» **Assigned task**
Would you give all of the records again, exactly as they read?

# # # # # # #

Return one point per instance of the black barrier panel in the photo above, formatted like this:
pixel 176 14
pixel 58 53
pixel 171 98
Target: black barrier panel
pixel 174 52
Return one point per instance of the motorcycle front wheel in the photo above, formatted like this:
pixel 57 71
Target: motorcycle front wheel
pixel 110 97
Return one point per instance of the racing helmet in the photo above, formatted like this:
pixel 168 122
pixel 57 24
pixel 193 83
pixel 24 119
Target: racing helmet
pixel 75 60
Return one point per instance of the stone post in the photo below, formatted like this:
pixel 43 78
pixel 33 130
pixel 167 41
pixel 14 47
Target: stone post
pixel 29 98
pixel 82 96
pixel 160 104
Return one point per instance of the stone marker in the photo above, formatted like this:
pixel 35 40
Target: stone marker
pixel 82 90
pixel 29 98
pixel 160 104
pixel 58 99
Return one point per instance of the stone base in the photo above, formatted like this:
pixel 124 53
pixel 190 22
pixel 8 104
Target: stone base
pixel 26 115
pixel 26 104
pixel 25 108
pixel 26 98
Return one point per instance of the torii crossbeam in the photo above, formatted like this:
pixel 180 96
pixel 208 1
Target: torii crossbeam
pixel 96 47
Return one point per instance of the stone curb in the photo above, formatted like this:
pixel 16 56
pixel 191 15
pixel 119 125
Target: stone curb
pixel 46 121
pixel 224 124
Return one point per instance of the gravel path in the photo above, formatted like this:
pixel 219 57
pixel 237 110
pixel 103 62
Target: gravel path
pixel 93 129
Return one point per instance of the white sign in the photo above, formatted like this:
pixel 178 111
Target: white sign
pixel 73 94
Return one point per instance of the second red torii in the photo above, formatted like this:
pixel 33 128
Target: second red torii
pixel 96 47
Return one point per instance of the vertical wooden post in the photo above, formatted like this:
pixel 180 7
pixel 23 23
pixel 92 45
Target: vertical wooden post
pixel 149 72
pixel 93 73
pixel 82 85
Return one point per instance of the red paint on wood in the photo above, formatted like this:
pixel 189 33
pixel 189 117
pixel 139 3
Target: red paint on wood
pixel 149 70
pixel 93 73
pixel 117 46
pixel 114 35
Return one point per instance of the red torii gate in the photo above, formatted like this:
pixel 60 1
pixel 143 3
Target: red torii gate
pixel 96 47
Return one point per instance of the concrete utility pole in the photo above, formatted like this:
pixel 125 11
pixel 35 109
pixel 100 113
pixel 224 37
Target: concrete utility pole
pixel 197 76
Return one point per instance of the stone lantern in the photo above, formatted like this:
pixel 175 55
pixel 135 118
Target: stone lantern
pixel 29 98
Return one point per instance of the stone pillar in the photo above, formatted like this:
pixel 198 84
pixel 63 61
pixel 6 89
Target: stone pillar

# # # # # # #

» **Final answer**
Return one point per instance of the black barrier panel in the photo above, formatted like this:
pixel 176 14
pixel 58 53
pixel 171 98
Target: black barrier panel
pixel 174 52
Return one point per instance of the motorcycle front wheel in the photo above, formatted like this:
pixel 57 71
Target: motorcycle front wheel
pixel 110 97
Return one point per instance of the racing helmet in the photo above, formatted like this:
pixel 168 122
pixel 57 24
pixel 193 83
pixel 24 119
Target: racing helmet
pixel 75 60
Return one point per instance of the stone post in the photo below, formatted like this:
pixel 43 78
pixel 33 130
pixel 167 41
pixel 14 47
Target: stone post
pixel 29 98
pixel 82 96
pixel 160 104
Return one point per instance of the stone marker in the photo above, formatted like this:
pixel 35 40
Target: stone marker
pixel 82 90
pixel 29 98
pixel 160 104
pixel 58 99
Return one point per instance of the stone base in the photo above, formatted like this:
pixel 124 53
pixel 190 22
pixel 8 104
Target: stone base
pixel 26 115
pixel 26 104
pixel 25 108
pixel 26 98
Return one point per instance of the torii crossbeam in the photo above, formatted like this:
pixel 180 96
pixel 208 1
Target: torii crossbeam
pixel 96 47
Return one point per instance of the stone curb in the photo above, formatted like this:
pixel 16 56
pixel 191 15
pixel 119 125
Target: stone curb
pixel 46 121
pixel 224 124
Return one point per instance of the gravel path in the photo above, formatted like this:
pixel 219 57
pixel 237 110
pixel 103 62
Target: gravel path
pixel 93 129
Return one point per instance of the white sign in the photo above, formatted like this:
pixel 178 111
Target: white sign
pixel 73 94
Return one point per instance of the second red torii in the photo above, formatted like this:
pixel 33 128
Target: second red torii
pixel 96 47
Return one point per instance of the vertical wooden post in the photo above, formatted like this:
pixel 180 7
pixel 23 23
pixel 92 45
Target: vertical wooden post
pixel 149 72
pixel 93 73
pixel 82 85
Return one point per instance of the red paint on wood in the photo above, formatted like this:
pixel 189 33
pixel 189 117
pixel 139 3
Target: red paint on wood
pixel 149 70
pixel 93 73
pixel 117 46
pixel 114 35
Return one point per instance of the red torii gate in the photo above, formatted like this:
pixel 60 1
pixel 143 3
Target: red torii gate
pixel 96 47
Return one point per instance of the concrete utility pole in the photo above, formatted like this:
pixel 125 11
pixel 35 109
pixel 100 113
pixel 224 37
Target: concrete utility pole
pixel 197 76
Return one point per instance of the stone lantern in the photo above, formatted like this:
pixel 175 55
pixel 135 118
Target: stone lantern
pixel 29 98
Return one point per instance of the stone pillar in the photo above, formatted like this:
pixel 198 84
pixel 63 61
pixel 6 89
Target: stone pillar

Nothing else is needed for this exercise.